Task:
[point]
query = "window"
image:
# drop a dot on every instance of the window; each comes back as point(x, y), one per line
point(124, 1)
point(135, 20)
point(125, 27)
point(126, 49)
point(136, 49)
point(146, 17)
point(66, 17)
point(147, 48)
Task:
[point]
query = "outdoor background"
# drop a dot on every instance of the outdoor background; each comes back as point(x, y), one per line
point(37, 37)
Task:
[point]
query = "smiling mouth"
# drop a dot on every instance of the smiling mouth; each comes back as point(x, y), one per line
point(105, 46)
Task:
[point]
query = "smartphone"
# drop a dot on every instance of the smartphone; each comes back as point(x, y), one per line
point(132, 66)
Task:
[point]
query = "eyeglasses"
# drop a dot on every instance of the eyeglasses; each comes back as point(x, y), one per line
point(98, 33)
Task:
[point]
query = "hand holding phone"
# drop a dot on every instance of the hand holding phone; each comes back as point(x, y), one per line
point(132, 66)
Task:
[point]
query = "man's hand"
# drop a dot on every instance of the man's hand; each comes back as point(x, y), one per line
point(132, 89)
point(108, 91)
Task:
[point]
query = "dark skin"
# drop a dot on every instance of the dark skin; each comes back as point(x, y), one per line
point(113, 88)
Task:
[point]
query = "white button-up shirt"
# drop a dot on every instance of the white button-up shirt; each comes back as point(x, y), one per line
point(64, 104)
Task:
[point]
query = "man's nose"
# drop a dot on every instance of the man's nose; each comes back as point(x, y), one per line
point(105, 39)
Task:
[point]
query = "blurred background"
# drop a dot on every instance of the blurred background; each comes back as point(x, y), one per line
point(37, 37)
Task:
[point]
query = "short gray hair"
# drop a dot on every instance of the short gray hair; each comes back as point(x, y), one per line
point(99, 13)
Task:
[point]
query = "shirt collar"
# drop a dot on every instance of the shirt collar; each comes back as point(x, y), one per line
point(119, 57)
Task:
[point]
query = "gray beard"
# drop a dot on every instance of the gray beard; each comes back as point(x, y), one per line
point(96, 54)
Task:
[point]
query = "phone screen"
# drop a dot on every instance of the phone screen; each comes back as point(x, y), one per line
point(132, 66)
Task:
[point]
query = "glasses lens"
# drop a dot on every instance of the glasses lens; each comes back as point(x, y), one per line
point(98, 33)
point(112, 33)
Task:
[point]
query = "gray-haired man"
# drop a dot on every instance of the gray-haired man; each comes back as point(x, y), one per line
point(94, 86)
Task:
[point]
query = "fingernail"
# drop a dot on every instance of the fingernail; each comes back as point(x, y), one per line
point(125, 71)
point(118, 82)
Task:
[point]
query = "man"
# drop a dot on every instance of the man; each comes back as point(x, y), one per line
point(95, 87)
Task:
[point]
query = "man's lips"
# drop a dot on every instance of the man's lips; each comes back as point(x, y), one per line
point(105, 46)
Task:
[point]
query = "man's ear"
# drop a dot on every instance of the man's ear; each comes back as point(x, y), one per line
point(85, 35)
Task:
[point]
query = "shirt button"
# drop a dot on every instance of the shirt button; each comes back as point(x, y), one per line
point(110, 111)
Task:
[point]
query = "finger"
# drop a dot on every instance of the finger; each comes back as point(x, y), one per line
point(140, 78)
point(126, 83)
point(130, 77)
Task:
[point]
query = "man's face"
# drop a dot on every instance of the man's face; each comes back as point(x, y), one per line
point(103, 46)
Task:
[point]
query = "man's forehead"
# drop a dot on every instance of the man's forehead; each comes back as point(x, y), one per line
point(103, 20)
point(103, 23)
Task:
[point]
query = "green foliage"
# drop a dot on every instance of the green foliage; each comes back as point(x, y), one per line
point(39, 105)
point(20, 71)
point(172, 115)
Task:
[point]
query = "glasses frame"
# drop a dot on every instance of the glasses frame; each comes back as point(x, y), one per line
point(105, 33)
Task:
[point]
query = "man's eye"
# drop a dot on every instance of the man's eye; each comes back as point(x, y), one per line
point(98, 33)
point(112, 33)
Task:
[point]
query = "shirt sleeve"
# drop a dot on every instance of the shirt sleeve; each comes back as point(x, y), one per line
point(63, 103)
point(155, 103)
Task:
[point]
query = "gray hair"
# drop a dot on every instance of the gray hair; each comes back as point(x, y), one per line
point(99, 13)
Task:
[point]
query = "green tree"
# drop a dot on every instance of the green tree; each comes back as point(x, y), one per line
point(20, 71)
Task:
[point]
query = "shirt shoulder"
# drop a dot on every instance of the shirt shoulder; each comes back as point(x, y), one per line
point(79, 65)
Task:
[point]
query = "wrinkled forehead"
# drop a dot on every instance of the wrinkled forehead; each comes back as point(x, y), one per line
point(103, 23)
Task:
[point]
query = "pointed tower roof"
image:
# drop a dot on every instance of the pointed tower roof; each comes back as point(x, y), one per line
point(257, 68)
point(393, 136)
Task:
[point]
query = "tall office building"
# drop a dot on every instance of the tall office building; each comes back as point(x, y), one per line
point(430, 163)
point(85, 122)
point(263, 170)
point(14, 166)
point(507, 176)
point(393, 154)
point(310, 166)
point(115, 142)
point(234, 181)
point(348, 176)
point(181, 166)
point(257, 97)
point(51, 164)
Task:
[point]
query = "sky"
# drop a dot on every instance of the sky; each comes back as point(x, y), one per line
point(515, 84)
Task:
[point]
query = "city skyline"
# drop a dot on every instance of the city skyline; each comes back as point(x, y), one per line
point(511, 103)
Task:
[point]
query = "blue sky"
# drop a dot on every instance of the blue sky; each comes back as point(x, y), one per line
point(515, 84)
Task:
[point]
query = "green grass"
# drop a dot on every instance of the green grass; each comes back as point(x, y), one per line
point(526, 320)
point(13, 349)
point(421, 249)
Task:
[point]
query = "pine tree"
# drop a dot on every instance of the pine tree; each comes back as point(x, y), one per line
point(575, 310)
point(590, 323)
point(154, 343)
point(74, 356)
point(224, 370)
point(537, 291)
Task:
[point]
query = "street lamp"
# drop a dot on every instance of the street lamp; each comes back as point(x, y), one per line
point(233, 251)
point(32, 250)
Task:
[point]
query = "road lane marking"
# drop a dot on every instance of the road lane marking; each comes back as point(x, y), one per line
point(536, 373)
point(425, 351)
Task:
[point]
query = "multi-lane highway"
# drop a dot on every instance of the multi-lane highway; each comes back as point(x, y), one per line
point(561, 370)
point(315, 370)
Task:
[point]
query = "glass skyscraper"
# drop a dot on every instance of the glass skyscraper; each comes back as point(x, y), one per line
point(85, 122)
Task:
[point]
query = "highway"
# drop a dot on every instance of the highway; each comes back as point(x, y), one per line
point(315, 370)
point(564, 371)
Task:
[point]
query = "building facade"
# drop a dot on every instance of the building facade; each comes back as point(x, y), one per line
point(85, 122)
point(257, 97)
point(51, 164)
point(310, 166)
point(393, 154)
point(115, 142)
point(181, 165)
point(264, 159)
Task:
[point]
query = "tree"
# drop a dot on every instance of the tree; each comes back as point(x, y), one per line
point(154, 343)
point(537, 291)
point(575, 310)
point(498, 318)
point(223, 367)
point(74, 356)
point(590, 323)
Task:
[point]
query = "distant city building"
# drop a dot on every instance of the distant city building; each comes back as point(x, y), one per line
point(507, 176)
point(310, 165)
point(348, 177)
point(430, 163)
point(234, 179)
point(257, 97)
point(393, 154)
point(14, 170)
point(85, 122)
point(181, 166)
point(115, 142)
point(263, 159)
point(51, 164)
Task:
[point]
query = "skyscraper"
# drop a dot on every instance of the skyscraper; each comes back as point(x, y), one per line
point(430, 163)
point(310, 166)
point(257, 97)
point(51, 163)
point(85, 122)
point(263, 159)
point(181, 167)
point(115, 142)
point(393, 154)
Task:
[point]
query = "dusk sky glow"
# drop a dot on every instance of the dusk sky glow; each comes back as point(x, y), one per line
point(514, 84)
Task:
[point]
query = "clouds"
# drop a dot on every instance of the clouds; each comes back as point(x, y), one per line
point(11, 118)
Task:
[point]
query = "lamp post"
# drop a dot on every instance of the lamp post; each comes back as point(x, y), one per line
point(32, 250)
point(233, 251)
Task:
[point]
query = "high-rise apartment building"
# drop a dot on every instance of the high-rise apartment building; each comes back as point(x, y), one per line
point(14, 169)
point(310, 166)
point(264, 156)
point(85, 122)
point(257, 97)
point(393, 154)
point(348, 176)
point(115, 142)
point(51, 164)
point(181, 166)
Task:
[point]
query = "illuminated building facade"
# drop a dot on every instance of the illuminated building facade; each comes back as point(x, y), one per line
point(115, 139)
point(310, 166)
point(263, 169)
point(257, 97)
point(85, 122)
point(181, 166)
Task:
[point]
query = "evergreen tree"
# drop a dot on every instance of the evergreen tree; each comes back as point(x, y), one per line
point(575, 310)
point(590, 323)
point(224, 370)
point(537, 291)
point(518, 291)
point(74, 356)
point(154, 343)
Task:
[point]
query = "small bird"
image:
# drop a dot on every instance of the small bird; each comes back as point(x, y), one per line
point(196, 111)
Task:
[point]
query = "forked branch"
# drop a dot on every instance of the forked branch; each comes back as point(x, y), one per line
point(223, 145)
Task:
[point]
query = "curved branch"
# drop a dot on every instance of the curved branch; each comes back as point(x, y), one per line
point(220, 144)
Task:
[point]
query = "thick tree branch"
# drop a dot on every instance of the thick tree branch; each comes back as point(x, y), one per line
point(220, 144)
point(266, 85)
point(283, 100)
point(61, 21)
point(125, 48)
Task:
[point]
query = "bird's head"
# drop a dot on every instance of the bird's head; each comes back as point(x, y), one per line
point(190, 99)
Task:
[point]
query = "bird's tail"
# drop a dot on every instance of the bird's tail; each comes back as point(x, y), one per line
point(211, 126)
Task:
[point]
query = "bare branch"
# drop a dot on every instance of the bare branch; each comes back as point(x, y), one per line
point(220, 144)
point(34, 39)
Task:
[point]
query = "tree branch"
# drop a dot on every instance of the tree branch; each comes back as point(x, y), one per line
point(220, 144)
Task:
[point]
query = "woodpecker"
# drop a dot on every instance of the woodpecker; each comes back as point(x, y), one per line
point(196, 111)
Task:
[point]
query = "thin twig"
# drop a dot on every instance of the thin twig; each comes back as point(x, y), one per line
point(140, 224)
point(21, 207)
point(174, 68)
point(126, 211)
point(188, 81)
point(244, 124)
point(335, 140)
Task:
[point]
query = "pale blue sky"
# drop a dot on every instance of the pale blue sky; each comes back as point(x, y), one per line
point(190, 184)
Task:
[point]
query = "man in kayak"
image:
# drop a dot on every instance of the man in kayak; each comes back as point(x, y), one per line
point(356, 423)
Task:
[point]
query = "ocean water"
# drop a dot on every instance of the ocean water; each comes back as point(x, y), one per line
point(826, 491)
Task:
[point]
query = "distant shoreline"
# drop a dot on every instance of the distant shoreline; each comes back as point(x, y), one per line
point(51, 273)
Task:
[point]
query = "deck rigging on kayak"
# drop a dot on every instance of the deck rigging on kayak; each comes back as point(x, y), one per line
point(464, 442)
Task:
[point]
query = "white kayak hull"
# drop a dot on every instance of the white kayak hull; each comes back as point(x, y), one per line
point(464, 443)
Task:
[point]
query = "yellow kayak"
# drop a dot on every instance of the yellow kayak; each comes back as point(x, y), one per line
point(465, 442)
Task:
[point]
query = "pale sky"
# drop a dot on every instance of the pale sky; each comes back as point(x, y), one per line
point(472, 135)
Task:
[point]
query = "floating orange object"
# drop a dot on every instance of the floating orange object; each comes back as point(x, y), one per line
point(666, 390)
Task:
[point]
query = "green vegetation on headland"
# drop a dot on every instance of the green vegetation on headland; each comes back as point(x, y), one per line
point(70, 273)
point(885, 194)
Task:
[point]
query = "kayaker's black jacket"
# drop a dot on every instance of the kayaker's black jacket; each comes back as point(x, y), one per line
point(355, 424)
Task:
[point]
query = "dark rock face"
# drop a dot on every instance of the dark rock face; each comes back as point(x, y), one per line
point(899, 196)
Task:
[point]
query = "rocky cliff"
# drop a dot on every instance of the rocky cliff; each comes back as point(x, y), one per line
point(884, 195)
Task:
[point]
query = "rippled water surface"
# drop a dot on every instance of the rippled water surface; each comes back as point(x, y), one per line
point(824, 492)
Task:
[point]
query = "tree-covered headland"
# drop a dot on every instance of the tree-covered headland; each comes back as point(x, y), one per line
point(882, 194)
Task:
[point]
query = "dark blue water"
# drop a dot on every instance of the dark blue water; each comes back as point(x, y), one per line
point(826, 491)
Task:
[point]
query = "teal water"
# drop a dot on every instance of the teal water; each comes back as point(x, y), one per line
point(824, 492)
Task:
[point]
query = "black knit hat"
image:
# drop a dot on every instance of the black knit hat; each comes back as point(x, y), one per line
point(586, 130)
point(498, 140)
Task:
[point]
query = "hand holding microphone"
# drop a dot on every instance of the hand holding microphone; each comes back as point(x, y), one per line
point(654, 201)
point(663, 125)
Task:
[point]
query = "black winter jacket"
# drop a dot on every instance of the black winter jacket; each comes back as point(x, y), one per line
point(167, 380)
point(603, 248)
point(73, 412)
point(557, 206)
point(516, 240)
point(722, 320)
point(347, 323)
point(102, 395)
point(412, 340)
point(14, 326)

Goal of the exercise. Pick out every line in the entries above that contains the word "skyline".

Answer to this problem.
query = "city skyline"
# drop a dot on every instance of the city skyline; each comes back as point(x, y), one per line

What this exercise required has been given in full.